## Available data
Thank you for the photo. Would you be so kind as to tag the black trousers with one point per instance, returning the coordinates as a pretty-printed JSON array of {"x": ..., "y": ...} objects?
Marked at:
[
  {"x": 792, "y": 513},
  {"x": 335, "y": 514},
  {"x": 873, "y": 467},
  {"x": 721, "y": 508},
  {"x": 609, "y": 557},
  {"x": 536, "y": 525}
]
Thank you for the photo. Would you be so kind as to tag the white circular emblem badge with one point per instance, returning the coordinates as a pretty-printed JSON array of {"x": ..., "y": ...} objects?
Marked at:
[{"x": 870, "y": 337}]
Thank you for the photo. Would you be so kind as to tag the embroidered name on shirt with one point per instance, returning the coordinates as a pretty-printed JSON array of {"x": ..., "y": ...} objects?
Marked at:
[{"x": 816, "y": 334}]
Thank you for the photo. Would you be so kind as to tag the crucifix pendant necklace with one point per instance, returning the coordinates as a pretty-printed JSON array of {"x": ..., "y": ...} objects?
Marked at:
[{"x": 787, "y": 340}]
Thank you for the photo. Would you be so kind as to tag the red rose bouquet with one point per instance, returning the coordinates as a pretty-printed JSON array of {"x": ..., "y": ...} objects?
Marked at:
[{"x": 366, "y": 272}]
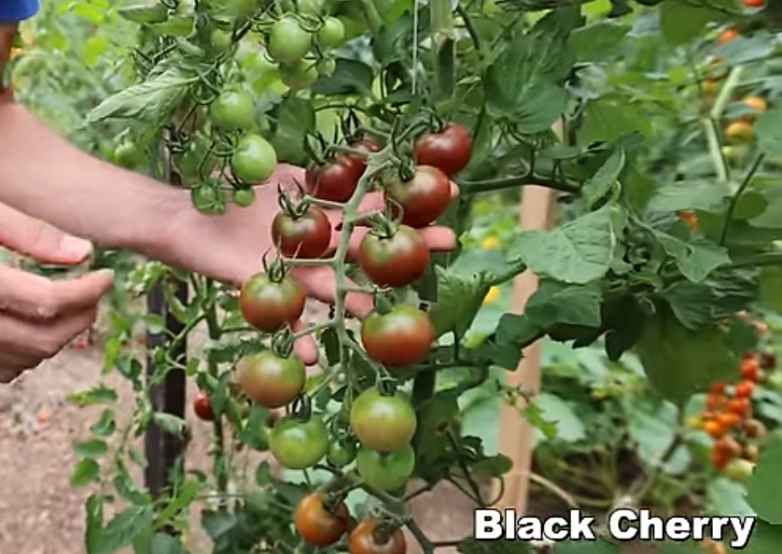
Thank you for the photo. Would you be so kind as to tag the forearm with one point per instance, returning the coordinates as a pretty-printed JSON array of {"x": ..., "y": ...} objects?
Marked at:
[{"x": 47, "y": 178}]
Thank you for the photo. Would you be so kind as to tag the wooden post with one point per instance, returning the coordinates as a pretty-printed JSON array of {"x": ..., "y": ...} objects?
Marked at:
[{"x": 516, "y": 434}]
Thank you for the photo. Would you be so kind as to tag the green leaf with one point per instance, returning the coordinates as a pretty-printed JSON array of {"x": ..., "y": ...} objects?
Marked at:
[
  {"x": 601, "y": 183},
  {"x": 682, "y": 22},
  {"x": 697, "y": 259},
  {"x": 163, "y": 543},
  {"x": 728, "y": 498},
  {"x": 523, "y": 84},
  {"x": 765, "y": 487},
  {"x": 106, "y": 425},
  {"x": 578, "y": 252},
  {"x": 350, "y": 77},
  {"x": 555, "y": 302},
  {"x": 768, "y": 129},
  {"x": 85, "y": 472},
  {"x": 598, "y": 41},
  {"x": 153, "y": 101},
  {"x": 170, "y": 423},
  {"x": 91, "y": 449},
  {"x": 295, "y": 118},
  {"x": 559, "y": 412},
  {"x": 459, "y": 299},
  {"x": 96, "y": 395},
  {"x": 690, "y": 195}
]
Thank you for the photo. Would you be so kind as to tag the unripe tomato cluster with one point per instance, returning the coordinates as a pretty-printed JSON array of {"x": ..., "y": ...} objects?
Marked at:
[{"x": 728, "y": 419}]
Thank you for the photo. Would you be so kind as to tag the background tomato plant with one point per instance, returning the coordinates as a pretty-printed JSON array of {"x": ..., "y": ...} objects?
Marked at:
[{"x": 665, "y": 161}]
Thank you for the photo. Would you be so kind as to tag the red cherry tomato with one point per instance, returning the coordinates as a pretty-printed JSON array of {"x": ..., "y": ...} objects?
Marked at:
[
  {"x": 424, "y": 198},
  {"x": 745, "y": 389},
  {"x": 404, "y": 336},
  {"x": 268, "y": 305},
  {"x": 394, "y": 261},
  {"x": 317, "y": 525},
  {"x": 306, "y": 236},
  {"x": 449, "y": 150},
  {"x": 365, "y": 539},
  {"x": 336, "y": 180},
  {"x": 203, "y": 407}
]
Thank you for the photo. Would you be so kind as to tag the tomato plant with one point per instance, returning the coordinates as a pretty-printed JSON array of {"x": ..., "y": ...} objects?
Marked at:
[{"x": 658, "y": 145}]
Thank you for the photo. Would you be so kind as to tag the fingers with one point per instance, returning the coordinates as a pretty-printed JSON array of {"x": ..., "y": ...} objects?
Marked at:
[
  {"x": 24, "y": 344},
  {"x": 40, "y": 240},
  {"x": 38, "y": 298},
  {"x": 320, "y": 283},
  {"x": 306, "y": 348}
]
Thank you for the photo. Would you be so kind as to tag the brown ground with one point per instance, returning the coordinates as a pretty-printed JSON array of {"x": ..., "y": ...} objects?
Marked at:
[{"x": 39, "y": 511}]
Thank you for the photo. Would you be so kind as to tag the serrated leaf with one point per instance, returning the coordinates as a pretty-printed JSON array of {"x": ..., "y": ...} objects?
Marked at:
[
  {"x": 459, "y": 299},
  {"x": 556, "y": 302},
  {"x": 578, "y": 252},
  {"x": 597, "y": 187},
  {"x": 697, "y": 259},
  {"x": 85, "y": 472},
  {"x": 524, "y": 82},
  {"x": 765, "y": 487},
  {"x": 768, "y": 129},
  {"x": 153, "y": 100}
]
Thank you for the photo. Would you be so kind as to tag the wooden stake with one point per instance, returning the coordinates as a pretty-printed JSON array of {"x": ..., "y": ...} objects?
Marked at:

## Work to be completed
Your reply should hold every line from the data that contains "plant", copied in full.

## Answer to this task
Thank you for the photo. Would you be so kind as to tag the background tomato plant with one point per instance, returning the coordinates as a pretty-printed JSON array of {"x": ..., "y": ...} objects?
Thank you for the photo. Would you be so kind as to tag the tomato plant with one point per instance, returning the coordinates as a pretty-printed JSON array of {"x": ..., "y": ...} objects?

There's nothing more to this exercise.